| Data in this exercise |

▶

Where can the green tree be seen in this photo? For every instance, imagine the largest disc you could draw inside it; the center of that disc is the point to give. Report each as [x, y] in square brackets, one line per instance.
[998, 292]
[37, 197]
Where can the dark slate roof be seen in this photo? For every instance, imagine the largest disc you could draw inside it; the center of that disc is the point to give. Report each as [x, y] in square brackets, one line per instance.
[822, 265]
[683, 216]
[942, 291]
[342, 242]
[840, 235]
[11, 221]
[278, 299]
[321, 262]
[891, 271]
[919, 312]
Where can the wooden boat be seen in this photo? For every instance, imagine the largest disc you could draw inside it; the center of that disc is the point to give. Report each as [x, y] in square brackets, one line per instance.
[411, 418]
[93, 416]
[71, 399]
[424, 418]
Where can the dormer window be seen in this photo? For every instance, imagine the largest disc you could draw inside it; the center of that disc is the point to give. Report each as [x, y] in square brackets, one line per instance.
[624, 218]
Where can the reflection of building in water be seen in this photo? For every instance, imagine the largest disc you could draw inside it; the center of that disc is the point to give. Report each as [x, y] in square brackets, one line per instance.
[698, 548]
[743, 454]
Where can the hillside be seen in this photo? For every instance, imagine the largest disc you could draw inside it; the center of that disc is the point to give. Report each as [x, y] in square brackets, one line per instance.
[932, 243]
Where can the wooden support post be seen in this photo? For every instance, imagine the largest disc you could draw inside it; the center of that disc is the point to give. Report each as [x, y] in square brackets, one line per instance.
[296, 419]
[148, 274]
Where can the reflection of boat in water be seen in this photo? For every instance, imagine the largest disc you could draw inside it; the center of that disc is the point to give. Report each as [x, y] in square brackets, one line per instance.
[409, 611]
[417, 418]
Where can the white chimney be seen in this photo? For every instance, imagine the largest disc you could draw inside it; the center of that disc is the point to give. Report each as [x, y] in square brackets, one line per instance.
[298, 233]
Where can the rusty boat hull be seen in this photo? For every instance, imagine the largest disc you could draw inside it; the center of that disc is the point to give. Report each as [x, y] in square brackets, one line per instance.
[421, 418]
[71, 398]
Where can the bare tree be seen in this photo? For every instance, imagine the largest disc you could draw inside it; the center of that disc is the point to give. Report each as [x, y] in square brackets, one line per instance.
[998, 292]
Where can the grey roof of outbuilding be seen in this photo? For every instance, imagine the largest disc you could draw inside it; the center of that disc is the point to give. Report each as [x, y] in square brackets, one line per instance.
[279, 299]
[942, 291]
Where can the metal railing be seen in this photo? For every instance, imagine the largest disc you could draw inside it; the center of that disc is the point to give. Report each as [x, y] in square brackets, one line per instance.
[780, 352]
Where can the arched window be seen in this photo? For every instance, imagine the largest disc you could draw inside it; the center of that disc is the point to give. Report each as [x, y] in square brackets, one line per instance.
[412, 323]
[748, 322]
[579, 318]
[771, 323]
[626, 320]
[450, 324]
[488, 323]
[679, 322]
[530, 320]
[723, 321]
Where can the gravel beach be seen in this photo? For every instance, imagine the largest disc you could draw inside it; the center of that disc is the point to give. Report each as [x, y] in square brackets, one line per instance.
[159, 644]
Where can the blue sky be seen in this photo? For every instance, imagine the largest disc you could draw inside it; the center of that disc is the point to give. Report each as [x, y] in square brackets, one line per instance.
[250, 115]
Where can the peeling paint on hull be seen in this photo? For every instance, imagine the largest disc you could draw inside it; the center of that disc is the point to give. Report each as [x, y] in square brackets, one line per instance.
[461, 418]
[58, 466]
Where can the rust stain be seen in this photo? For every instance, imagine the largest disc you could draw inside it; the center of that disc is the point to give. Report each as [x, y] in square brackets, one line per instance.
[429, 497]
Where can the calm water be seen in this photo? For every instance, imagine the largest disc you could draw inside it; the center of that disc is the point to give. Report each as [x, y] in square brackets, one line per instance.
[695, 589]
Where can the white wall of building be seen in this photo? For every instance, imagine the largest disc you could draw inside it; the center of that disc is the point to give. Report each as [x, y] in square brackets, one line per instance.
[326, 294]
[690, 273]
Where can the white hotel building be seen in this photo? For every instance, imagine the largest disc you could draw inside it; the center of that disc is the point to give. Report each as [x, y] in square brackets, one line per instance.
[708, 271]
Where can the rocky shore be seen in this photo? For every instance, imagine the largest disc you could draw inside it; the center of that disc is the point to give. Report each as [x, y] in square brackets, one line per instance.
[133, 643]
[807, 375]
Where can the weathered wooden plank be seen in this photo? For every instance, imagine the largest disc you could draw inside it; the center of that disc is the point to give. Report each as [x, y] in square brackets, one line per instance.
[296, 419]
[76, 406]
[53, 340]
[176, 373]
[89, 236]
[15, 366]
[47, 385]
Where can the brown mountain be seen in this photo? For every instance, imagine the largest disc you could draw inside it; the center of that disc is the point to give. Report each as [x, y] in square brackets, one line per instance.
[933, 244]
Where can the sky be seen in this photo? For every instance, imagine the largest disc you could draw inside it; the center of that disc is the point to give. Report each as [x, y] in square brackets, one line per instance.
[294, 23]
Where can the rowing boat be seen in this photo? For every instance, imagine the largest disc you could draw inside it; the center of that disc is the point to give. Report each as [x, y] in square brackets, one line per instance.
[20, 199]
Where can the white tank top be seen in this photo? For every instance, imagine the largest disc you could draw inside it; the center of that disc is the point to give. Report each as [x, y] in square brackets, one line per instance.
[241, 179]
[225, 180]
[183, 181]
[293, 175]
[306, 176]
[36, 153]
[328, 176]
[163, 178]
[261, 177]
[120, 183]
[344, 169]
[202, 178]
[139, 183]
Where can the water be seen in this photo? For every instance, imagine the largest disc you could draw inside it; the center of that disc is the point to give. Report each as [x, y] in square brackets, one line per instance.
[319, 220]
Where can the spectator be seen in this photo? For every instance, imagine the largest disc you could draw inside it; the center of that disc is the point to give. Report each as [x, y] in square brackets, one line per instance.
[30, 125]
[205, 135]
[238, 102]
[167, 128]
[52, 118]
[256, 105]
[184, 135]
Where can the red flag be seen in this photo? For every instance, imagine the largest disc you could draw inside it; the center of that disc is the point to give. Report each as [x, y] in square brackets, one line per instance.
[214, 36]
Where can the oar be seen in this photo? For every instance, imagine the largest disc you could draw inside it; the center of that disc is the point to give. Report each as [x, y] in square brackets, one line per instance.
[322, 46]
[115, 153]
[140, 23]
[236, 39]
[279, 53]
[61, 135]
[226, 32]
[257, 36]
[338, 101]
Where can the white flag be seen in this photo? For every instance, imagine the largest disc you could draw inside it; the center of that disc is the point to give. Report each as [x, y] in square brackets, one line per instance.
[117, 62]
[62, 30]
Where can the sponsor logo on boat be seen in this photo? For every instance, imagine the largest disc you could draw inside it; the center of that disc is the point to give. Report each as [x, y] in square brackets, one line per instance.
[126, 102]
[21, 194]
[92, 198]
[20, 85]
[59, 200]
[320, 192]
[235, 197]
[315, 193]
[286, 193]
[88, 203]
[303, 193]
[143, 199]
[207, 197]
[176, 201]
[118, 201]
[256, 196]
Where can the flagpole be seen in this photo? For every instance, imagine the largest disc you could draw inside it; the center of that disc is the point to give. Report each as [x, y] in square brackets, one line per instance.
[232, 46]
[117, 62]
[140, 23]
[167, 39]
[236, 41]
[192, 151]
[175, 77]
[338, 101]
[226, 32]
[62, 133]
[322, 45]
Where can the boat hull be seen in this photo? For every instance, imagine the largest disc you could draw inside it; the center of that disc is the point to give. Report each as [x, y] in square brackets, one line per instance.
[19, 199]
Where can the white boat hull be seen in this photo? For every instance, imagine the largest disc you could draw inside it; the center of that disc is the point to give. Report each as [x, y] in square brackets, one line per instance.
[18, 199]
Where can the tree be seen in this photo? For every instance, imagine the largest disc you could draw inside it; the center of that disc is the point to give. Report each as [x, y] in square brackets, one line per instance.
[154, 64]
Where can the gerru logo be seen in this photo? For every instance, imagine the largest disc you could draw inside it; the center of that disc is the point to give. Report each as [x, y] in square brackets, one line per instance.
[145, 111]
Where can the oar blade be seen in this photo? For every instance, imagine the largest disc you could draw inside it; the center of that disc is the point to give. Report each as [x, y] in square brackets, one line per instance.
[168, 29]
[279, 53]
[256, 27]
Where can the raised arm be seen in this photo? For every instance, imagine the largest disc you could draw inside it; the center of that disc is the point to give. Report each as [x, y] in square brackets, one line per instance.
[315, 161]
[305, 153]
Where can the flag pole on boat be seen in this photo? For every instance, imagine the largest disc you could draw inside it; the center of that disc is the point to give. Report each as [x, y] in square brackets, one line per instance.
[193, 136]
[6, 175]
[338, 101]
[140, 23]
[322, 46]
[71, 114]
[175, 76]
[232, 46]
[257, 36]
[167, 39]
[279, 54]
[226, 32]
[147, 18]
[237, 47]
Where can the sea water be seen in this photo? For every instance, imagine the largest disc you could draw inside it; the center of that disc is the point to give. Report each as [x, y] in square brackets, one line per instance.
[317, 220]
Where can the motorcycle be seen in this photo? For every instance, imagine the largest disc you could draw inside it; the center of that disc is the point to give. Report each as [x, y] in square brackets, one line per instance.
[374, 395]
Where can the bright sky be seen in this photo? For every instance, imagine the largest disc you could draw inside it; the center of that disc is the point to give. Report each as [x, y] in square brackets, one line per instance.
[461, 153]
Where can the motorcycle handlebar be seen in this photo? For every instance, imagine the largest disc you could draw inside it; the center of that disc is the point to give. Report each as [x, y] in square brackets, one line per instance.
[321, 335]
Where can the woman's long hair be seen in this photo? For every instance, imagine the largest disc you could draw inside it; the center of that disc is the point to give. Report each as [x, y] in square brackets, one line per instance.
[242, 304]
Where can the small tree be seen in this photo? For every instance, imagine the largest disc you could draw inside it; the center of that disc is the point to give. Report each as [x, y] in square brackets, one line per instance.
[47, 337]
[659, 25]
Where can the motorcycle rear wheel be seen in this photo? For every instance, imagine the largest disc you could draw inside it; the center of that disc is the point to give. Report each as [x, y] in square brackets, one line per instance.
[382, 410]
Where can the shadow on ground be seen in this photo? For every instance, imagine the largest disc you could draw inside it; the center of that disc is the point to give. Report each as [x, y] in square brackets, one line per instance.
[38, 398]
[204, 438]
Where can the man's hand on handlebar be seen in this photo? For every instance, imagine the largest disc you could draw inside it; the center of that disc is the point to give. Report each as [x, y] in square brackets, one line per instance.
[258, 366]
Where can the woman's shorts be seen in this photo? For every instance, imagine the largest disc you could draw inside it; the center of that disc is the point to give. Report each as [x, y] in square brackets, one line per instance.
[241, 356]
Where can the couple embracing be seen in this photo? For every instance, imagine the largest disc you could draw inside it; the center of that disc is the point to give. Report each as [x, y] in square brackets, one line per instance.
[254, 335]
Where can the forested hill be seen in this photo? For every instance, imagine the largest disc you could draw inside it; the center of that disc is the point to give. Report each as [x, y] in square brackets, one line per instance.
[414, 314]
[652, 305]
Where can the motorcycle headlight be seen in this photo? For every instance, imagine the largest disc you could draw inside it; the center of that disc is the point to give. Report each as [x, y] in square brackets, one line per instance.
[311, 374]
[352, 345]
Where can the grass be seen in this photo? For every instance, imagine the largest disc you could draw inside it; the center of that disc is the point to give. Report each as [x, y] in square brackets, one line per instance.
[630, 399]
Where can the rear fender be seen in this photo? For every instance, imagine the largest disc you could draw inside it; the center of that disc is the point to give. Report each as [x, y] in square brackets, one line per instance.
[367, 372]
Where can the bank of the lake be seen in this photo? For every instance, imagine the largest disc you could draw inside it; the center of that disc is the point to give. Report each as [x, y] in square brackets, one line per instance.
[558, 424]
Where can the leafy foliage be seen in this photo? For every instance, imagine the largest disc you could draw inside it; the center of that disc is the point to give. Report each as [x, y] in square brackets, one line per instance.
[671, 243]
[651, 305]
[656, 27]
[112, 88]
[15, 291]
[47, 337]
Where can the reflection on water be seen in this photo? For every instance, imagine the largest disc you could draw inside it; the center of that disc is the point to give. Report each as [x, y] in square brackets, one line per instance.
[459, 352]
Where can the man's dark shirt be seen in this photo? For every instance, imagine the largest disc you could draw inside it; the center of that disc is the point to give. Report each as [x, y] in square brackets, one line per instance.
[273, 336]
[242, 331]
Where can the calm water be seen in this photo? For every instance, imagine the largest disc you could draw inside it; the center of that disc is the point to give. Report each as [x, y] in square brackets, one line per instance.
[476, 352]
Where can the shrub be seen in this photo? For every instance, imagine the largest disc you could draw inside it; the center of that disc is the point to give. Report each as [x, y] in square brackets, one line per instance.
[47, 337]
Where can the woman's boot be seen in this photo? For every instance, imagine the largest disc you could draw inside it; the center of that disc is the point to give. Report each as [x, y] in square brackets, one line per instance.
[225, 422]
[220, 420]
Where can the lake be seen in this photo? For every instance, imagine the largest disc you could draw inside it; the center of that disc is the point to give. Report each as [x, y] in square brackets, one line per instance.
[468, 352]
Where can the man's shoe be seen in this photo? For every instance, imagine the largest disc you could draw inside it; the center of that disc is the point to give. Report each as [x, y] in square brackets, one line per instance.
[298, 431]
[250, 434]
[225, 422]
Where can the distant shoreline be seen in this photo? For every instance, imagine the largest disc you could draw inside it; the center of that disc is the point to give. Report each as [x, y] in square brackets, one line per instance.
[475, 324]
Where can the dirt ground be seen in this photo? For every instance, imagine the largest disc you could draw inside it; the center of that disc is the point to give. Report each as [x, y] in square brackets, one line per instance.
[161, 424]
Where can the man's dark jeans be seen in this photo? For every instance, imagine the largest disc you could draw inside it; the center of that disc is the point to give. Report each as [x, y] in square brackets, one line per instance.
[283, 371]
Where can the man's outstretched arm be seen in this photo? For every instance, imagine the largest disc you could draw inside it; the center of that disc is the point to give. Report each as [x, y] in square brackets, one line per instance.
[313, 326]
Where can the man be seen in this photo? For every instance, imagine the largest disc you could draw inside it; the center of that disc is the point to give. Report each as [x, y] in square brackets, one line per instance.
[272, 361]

◀

| Your task |
Only the lines from the one that contains "Where can the distant" through the last line should be repeated, each exactly as it stands, with both ends included.

| Correct result |
Where can the distant shoreline be seen in this photo? For every instance, imagine the largest disc you could draw inside it; the center of that disc is the point to give. Report each as [x, y] in square brackets, one line per instance.
[475, 324]
Where can the dirt ground be seen in this photo? For every instance, imagine the largest disc you could draw inside it; the center of that disc is the point to give. Report each as [x, y] in square brackets, one line per instance.
[161, 424]
Where can the man's dark jeans be seen in this photo? For every instance, imagine the largest disc you could draw inside it; the center of that disc is the point to give. Report each as [x, y] in square brackets, one line per instance.
[283, 371]
Where can the man's outstretched arm be seen in this photo? For every instance, imagine the largest disc you could draw inside it; the center of that disc is the point to give. Report each as [x, y] in square brackets, one line per instance.
[313, 326]
Where can the man be seen in this photo? For every instance, imagine the largest disc you could draw inside it; the center of that disc is the point to give. Report each as [x, y] in square brackets, one line per instance.
[272, 361]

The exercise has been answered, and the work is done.